CONSIGNES ET EXERCICES:
**a.** Dans le passage cité sur le roman Nage libre, recopiez tout ce qui va de « De ce contexte » jusqu'à « donnent du plaisir. » en remplaçant « piscine » par « plage ».
**b.** Prolongez la critique du roman Nage libre en reprenant le fil après sa dernière phrase.

----- PASSAGE CITÉ

Prix de la Vocation 2018, les livres en lice (1) : Nage libre, Boris Bergmann et Les Nougats, Paul Béhergé, par Sylvie Ferrando
Nage libre, Boris Bergmann, Calmann-Lévy, janvier 2018, 308 pages, 18,90 €
Il était une fois Issa, jeune Français malien d’origine, qui habitait la Zone et qui venait de rater son bac. Issa se sent illégitime, ne pas appartenir au groupe, quel qu’il soit. Issa veut sortir du syndrome de l’échec des « fils de Zone » mais n’y parvient pas. Issa est arrivé en France à l’âge de 7 ans, à la « Cité du Parc », au « Bâtiment B, escalier 2, 3eétage, apt 24C. Son équation sans inconnue ».
Il était une fois Elie, le seul et meilleur ami d’Issa, un jeune juif dont la mère était battue par un beau-père cruel, et qui lui aussi venait d’échouer au baccalauréat. Une histoire sombre de banlieue, de losers, de violence et de maltraitance.
De ce contexte peu exaltant, Boris Bergmann fait un récit poétique à souhait, servi par une langue soignée et travaillée ; de ces données brutes il tire une histoire d’amour, d’amitié et de désir charnel. Car la piscine où Issa passe ses journées d’été, dans l’espoir d’obtenir le concours de maître-nageur, devient le décor d’une quête érotico-amoureuse où les corps se meuvent dans l’eau et se donnent du plaisir.

----------
----- EXTRAITS DE DONNÉES

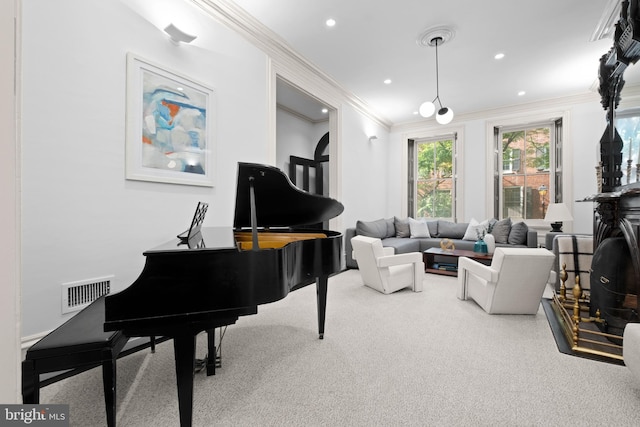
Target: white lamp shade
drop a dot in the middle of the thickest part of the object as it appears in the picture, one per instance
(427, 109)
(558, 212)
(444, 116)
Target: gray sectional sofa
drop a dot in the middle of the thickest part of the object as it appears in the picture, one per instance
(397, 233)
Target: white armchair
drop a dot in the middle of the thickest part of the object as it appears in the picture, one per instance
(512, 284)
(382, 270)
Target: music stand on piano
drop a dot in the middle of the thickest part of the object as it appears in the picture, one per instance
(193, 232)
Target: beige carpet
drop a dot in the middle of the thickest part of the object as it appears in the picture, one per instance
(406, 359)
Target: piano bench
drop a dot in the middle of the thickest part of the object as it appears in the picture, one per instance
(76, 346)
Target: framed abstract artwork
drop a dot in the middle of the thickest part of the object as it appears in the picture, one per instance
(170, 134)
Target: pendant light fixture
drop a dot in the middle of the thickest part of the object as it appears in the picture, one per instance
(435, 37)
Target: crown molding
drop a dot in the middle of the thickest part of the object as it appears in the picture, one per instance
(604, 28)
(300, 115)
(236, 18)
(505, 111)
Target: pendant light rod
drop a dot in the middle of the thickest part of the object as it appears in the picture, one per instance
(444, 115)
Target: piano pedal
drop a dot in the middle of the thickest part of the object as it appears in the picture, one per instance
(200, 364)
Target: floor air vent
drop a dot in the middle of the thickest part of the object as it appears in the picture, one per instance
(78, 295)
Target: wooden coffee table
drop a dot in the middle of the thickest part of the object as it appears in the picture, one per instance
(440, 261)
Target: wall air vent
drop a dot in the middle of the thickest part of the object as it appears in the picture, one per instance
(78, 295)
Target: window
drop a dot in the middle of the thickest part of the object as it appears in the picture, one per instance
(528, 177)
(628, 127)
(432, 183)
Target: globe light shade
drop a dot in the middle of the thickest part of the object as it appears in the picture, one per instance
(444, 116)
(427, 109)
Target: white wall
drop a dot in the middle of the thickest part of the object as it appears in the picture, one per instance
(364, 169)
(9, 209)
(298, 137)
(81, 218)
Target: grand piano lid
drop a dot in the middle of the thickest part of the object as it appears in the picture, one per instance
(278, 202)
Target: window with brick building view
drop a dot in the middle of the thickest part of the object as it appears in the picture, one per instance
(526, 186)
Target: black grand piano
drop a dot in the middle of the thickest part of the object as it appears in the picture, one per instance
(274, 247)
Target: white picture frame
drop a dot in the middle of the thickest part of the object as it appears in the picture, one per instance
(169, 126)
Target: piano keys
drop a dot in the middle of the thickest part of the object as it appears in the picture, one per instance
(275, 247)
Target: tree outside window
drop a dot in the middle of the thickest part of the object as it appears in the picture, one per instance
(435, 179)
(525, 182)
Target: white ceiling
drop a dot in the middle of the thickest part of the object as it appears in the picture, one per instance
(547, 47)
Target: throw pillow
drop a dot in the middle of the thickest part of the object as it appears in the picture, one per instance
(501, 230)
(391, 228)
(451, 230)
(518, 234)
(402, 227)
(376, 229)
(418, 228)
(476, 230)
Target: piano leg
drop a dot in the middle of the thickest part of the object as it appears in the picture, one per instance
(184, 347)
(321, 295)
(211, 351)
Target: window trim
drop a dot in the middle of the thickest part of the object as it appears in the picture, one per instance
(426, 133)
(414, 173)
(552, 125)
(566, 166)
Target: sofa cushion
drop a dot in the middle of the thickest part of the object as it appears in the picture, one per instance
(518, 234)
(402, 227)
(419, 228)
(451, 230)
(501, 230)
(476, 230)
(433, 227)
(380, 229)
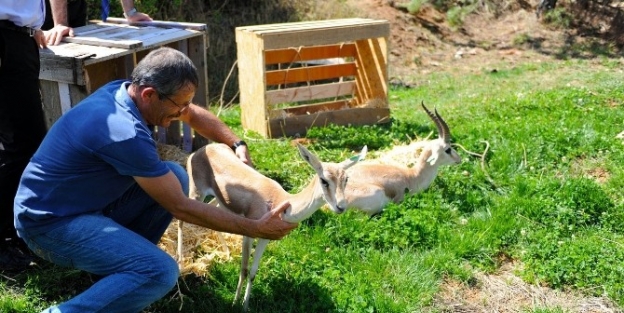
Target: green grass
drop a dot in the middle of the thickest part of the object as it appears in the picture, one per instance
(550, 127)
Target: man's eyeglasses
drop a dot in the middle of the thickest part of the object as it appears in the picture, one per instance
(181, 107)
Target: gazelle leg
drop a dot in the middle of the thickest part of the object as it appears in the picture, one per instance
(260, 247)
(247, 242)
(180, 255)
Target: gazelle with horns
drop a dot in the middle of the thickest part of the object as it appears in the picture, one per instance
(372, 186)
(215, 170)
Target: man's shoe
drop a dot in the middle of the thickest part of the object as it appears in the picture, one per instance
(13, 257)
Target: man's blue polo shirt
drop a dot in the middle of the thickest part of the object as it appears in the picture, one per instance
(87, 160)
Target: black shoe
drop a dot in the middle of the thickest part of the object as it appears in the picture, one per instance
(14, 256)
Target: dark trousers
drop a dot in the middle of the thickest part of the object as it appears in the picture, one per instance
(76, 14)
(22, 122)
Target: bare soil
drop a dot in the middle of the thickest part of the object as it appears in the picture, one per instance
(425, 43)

----------

RÉSULTATS OBTENUS:
**a.**
De ce contexte peu exaltant, Boris Bergmann fait un récit poétique à souhait, servi par une langue soignée et travaillée ; de ces données brutes il tire une histoire d’amour, d’amitié et de désir charnel. Car la plage où Issa passe ses journées d’été, dans l’espoir d’obtenir le concours de maître-nageur, devient le décor d’une quête érotico-amoureuse où les corps se meuvent dans l’eau et se donnent du plaisir.

**b.**
« Issa touche, se fait toucher, se laisse toucher, sent les peaux multicolores se mélanger à la sienne. Il n’est plus métisse. Il n’est plus de la Zone. Il a sué l’eau de la grande peur. Il a dynamité la souche de plomb en son corps. Plus de fatigue. Plus d’inexprimable. Plus de regard oblique ».
La honte de la Zone, où l’on est assigné à résidence, victime de son statut, tout comme les complexes et les timidités, s’atténue peu à peu et finit par disparaître dans cet effort quotidien qu’Issa, au départ accompagné d’Elie, fait pour rendre son corps souple et agile dans le grand bassin.
« Voilà la vraie nature de la Zone mise à nu : un terrain vague pour les petites terreurs, un tribunal pour les différents, un champ de ruines pour les rêveurs, un supermarché pour les croyants ».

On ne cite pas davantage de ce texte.